• **Selected extract**:
If the Transactions do not close, the prices of Ranger Class A Common Stock and Baytex Shares may fall to the extent that the current prices of Ranger Class A Common Stock and Baytex Shares reflect a market assumption that the Transactions will close. In addition, the failure to close the Transactions may result in negative publicity or a negative impression of Ranger or Baytex in the investment community and may affect Ranger's and Baytex's relationship with employees, customers, suppliers and other partners in the business community.

 

While the Transactions are pending, Baytex and Ranger are subject to business uncertainties and contractual restrictions that could materially adversely affect Baytex and Ranger's operating results, financial position and/or cash flows or result in a loss of employees, suppliers, vendors or customers

 

The Merger Agreement generally requires Baytex and Ranger to use reasonable best efforts to conduct their respective business in all material respects in the ordinary course prior to the earlier of the termination of the Merger Agreement and the Closing Date, including using their reasonable best efforts to preserve substantially intact their present business organization, goodwill and assets and preserve their existing relationships with Governmental Entities and their significant customers, suppliers and others having significant business dealings with it. In addition, the Merger Agreement includes a variety of specified restrictions on the conduct of both Parties' businesses, which, in the event the Merger Agreement is not earlier terminated, expire on the Closing Date. Among other things and subject to the other terms of the Merger Agreement and certain other exceptions and limitations, Baytex and Ranger may not, outside of the ordinary course of business, incur additional indebtedness, issue additional shares of their stock outside of their equity incentive plans, repurchase common stock, pay dividends, acquire assets, securities or property, dispose of businesses or assets, enter into certain material Contracts or make certain additional capital expenditures. The parties may find that these and other contractual restrictions in the Merger Agreement delay or prevent them from making certain changes, or limit their ability to make certain changes, during such period, even if their management believes that making certain changes may be advisable. The pendency of the Transactions may also divert managements' attention and either Parties' resources from ongoing business and operations.

• **Provided material**:
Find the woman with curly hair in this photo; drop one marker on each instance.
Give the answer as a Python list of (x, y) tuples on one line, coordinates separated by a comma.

• **Exercises to complete**:
**1.** According to the merger passage, what does the Merger Agreement generally require Baytex and Ranger to use reasonable best efforts to do before the earlier of its termination and the Closing Date?
**2.** Extend the merger passage with new text that picks up right after its last sentence.
The listing plays no part in this work.

• **Task responses**:
**1.** To conduct their respective business in all material respects in the ordinary course.

**2.**
 

Baytex's and Ranger's employees, suppliers, vendors or customers may experience uncertainties about the effects of the Transactions. It is possible that some employees, suppliers, vendors or customers and other parties with whom Baytex and Ranger have a business relationship with may delay or defer certain business decisions or might decide to seek to terminate, change or renegotiate their relationship with Baytex or Ranger as a result of the proposed Merger. Similarly, current and prospective employees may experience uncertainty about their future roles with Baytex and Ranger following completion of the Transactions, which may materially and adversely affect Baytex's and Ranger's ability to attract and retain key employees. If any of these effects were to occur, it could materially and adversely impact Baytex's and Ranger's operating results, financial position, cash flows and/or stock price.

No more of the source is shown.